Natural language region descriptions:

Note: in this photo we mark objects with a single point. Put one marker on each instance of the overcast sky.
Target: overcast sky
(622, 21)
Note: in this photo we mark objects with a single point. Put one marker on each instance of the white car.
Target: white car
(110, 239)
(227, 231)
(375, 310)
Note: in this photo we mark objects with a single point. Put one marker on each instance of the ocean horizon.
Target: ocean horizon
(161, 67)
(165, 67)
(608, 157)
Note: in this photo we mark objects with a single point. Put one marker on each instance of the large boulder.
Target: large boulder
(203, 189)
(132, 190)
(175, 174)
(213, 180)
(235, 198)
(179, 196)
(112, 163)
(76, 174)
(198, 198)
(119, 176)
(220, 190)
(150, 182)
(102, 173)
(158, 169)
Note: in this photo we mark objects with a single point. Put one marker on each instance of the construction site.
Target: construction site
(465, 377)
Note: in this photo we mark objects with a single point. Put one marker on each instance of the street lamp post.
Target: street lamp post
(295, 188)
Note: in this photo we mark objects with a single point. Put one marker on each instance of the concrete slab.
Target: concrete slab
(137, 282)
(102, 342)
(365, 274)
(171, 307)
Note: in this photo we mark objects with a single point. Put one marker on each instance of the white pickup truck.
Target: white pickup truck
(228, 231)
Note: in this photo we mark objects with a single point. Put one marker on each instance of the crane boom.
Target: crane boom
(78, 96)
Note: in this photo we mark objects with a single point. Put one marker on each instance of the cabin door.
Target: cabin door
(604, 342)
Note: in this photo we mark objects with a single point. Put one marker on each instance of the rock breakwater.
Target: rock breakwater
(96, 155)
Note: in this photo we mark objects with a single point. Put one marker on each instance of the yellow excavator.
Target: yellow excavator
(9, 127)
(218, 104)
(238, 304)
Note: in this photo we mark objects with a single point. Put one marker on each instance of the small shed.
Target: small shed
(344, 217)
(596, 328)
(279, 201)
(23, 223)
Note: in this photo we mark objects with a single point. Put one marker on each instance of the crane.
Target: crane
==
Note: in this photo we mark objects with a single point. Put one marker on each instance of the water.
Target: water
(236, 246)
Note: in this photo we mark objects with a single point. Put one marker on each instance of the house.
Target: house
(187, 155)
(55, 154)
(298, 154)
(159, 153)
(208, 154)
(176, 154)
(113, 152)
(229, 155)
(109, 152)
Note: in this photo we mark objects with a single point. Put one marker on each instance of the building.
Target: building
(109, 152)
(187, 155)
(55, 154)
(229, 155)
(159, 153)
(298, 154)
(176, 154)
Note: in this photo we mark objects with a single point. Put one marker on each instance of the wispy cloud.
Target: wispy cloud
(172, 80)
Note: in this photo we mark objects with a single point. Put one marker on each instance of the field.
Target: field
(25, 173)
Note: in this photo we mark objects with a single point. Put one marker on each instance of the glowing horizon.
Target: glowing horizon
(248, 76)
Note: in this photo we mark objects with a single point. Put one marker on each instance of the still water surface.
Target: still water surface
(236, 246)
---
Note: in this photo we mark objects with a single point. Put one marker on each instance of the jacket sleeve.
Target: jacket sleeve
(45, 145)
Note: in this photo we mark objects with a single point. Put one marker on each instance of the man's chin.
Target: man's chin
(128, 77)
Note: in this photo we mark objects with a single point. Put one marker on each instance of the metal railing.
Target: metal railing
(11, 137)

## What is needed
Repeat word for word the lines above that run from the line containing "the large boulder." through the line containing "the construction site.", both ends included, and nothing else.

## Exercise answer
Note: in this photo we mark objects with a single point. Put one marker on each instance of the large boulder.
Target: large boulder
(203, 189)
(132, 190)
(175, 174)
(213, 180)
(235, 198)
(179, 196)
(112, 163)
(76, 174)
(198, 198)
(119, 176)
(220, 190)
(150, 182)
(102, 173)
(158, 169)
Note: in this photo we mark objects with a single point. Put one marker on each instance of the construction site.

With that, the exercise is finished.